List every country, city, or town named in the news report on the Finland school shooting below.

Top of QUOTED PASSAGE

Eight die in Finland school shooting
Updated on 07 November 2007
At least eight people are dead and several more injured after a shooting at a school in southern Finland.
Shortly before lunchtime an 18-year-old gunman entered Jokela high school, 40 miles north of the Finnish capital Helsinki. He shot dead seven pupils and the headteacher and injured others in the country's first-ever school shooting.
He then shot and injured himself and is currently in a critical condition in hospital.
Hours before the killings, a video was posted on the YouTube website predicting the massacre. YouTube has now withdrawn over 80 videos linked to his account, some of them featuring Nazi imagery.
Channel 4 News accessed some of the the pages before they were withdrawn, which you may find disturbing.
The gunman was a pupil at Jokela high school, a teacher who witnessed the attack said, and he had walked through the school firing into classroom after classroom.
The YouTube video, set to a song called Stray Bullet, shows a still photo of a low building that appears to be Jokela high school. The photo breaks apart to reveal a red-tinted picture of a man pointing a handgun at the camera.
'A pupil I have taught myself was running towards me, screaming, a pistol in his hand'Kim Kiuru, teacher
"He (the gunman) was moving systematically through the school hallways, knocking on the doors and shooting through the doors," said Kim Kiuru, who was teaching a grade eight class when the shooting began.
"It felt unreal; a pupil I have taught myself was running towards me, screaming, a pistol in his hand."
The YouTube video, entitled "Jokela High School Massacre - 11/7/2007", was posted by a user called Sturmgeist89.
"I am prepared to fight and die for my cause," read a posting by a user of the same name.
"I, as a natural selector, will eliminate all who I see unfit, disgraces of human race and failures of natural selection." "Sturmgeist" means storm spirit in German.
Hours after the shooting the user's account was suspended.
Despite having the world's third-largest per capita handgun ownership, violent incidents are rare at Finnish schools.
According to Finnish media, there have been four stabbings at schools since 1999. None of these caused fatalities.
Finnish Prime Minister Matti Vanhanen told reporters the shooting was an "extremely sad event".

Bottom of QUOTED PASSAGE
Top of RECORDED INFORMATION

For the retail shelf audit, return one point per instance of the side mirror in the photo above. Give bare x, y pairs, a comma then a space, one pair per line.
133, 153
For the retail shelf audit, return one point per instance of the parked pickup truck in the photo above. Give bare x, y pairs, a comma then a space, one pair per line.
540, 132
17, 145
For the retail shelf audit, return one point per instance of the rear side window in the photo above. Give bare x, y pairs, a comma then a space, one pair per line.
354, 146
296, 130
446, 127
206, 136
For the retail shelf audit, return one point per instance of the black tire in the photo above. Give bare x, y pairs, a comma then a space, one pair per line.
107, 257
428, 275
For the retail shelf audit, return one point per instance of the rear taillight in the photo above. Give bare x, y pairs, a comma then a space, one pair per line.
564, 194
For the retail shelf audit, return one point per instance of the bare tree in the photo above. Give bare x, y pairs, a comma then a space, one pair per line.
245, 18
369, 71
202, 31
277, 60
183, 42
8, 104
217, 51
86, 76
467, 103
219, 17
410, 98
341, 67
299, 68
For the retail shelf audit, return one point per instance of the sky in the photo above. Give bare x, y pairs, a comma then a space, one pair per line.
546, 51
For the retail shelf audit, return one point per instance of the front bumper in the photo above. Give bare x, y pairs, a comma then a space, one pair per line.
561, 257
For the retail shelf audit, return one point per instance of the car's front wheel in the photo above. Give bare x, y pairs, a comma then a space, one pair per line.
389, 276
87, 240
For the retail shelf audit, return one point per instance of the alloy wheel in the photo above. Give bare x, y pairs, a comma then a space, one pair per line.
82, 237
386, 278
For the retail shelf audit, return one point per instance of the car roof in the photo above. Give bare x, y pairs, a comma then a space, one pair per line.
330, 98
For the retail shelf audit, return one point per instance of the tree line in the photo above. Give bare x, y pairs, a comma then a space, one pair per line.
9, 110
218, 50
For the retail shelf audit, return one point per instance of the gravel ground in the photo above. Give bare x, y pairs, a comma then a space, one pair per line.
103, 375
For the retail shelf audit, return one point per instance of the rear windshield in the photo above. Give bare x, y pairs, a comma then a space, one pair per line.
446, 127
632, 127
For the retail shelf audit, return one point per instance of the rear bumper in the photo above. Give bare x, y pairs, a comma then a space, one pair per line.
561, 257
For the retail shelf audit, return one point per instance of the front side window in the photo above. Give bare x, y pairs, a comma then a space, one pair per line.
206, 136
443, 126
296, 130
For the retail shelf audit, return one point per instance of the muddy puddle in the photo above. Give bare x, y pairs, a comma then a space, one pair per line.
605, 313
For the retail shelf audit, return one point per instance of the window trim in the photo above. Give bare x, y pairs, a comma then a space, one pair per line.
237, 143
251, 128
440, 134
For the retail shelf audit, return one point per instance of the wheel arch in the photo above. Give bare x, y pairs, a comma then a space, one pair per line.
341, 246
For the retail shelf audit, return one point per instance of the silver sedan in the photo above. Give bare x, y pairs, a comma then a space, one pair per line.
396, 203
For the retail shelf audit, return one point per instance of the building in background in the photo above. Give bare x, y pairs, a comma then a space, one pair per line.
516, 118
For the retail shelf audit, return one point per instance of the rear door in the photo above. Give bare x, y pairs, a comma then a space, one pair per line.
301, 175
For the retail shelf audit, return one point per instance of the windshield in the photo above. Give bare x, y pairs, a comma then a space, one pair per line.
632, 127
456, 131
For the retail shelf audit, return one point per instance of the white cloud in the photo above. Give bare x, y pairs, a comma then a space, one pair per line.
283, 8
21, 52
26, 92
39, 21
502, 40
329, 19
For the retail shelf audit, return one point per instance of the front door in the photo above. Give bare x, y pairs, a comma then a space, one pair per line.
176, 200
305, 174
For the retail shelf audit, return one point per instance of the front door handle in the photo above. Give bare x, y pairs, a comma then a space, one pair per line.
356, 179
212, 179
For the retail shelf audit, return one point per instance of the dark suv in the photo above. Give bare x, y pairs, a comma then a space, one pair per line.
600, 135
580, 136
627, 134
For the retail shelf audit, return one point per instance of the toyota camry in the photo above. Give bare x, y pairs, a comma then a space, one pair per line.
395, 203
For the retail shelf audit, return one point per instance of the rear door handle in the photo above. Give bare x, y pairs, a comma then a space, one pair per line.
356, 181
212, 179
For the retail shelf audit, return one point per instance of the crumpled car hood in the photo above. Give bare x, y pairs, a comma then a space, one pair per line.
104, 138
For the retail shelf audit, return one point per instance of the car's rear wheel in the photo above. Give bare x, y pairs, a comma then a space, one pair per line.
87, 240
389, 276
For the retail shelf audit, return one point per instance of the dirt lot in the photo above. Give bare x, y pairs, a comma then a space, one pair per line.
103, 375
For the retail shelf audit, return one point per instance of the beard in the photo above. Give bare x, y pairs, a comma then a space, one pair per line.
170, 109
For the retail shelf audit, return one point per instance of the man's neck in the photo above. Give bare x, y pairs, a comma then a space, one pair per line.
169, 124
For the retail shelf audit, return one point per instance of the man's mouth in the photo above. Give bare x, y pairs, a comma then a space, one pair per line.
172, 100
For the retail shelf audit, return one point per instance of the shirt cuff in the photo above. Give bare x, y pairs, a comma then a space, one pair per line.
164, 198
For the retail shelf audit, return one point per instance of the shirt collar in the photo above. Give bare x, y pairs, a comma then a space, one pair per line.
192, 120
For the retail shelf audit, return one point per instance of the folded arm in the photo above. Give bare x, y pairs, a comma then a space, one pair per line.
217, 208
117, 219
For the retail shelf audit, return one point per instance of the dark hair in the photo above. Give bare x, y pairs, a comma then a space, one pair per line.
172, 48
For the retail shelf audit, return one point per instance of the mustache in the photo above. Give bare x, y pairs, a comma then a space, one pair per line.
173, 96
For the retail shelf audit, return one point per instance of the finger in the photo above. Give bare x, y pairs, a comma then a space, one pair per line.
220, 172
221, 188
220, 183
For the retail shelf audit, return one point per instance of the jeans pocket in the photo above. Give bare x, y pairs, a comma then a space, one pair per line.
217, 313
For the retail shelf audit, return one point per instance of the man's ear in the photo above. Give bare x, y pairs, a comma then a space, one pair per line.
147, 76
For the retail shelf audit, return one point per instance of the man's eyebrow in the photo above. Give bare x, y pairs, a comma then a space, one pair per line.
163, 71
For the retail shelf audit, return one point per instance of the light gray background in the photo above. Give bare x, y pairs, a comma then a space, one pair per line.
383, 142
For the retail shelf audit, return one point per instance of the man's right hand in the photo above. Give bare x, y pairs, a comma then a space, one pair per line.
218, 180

Bottom of RECORDED INFORMATION
Top of RECORDED INFORMATION

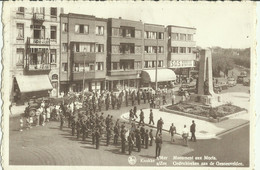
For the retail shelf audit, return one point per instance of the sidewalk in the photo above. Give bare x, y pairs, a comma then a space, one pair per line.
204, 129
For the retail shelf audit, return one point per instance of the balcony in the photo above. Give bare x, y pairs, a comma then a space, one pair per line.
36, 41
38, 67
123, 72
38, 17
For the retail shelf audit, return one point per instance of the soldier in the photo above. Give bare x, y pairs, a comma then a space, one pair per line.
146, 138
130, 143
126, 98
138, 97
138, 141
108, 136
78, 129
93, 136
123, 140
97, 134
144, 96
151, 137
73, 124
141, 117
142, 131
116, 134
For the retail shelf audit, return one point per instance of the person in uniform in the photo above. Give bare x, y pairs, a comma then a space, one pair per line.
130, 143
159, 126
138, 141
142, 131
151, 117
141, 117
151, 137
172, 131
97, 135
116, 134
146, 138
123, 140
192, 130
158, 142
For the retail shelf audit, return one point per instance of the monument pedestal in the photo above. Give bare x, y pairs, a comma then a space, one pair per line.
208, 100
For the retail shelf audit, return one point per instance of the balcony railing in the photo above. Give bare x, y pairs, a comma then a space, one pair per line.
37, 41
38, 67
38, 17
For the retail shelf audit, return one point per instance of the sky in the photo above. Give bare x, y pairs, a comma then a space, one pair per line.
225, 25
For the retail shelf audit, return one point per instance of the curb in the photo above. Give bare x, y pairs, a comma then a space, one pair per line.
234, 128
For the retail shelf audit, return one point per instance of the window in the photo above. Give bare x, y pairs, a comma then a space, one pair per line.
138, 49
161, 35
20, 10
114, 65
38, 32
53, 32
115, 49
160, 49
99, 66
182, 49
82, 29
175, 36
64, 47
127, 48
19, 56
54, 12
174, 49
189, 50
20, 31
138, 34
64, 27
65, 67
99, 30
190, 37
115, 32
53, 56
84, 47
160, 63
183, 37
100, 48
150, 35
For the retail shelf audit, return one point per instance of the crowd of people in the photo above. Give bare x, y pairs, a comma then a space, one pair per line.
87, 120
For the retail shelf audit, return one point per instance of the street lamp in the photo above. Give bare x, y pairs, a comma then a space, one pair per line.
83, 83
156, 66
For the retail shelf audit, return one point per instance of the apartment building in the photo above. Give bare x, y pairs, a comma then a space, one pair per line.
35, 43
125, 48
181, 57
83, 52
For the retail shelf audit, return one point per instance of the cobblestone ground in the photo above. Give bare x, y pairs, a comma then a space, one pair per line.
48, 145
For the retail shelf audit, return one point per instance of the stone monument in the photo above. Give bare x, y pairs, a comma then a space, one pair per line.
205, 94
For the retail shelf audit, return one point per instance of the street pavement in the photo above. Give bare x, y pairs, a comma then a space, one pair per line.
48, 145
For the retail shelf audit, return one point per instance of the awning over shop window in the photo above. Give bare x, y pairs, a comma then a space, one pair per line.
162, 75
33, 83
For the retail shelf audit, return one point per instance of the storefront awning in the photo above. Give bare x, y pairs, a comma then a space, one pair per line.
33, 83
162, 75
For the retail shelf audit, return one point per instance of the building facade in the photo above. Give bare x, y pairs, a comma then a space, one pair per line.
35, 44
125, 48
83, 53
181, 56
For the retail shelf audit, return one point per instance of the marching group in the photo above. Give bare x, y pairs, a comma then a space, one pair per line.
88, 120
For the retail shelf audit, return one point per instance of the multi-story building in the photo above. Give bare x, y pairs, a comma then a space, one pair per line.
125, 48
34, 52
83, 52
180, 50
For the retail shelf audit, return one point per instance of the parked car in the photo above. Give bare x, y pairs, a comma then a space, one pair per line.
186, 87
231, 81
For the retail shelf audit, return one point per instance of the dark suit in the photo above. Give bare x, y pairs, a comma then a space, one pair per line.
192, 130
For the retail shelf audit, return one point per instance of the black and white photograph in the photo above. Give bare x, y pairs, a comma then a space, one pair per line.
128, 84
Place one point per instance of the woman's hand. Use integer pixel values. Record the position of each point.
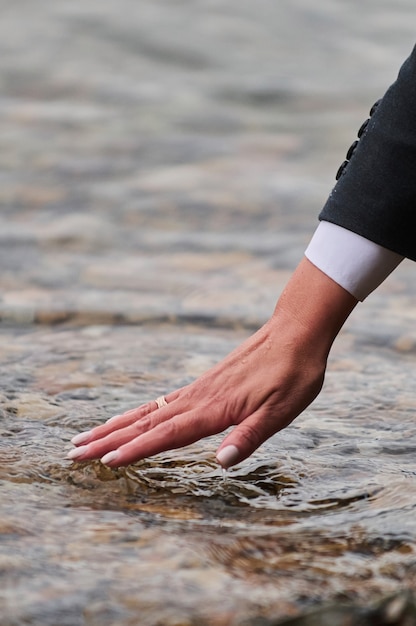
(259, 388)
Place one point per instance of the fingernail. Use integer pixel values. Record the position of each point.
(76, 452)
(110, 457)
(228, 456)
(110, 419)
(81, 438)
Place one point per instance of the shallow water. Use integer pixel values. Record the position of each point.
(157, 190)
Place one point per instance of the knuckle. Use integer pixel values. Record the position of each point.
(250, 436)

Bottom of RECORDED INFORMATION
Top of RECORDED INFORMATION

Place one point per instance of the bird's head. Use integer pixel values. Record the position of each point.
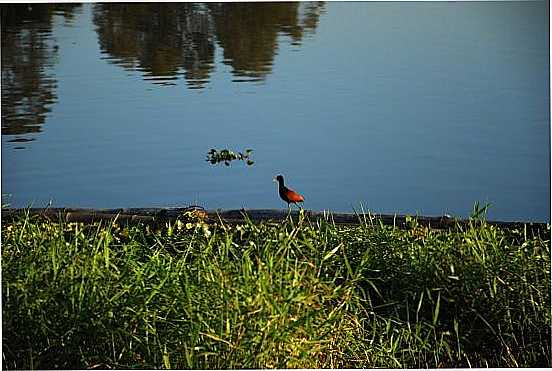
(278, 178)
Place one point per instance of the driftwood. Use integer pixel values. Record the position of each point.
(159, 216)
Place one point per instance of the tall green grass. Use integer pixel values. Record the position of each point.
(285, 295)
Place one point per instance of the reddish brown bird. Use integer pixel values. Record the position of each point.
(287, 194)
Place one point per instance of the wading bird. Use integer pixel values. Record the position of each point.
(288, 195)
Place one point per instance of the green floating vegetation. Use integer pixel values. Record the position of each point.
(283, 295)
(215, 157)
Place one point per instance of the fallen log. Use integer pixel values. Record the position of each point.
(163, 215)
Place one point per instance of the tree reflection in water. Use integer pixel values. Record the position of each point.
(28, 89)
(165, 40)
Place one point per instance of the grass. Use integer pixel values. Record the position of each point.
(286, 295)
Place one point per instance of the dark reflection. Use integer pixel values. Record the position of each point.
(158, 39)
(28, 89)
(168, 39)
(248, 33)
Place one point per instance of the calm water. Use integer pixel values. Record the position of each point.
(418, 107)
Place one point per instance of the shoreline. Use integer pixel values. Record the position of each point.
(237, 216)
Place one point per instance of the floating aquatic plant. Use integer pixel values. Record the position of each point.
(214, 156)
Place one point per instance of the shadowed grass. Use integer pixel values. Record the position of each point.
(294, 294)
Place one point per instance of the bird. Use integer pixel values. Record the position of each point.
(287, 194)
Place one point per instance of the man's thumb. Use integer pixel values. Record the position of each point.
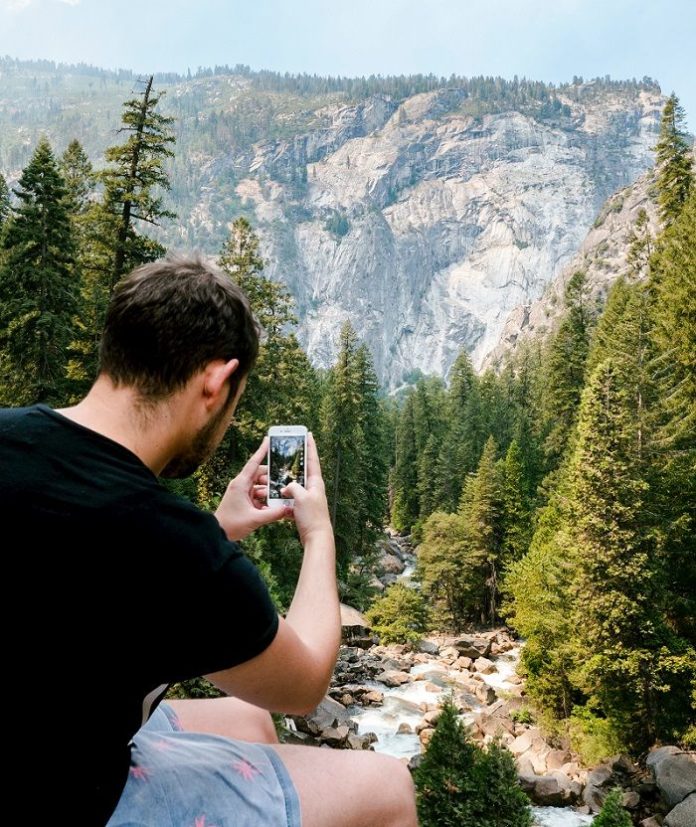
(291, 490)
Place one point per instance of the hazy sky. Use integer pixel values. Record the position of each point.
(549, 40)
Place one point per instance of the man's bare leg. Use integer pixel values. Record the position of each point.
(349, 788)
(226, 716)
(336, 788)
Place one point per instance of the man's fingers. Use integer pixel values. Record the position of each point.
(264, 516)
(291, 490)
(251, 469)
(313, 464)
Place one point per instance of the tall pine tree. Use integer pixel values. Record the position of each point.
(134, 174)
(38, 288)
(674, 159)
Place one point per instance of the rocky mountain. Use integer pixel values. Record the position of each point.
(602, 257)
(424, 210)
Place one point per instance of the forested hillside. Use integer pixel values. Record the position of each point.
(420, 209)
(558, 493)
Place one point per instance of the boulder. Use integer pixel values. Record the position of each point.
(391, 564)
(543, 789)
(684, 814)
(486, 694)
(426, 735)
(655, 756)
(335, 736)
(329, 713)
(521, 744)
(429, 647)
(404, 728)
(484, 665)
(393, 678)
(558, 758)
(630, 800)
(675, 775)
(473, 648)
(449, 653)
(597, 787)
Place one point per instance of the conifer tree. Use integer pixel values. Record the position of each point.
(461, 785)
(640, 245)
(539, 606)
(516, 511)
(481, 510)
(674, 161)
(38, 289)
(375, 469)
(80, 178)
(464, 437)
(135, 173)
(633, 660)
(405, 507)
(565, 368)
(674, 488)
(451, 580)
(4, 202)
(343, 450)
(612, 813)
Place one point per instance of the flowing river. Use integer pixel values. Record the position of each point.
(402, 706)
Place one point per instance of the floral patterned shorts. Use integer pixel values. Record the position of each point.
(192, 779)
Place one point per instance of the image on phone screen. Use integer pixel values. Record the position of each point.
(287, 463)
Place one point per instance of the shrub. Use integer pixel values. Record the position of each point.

Bottom of RECORDED INFORMATION

[ANSWER SECTION]
Finland, Jokela, Helsinki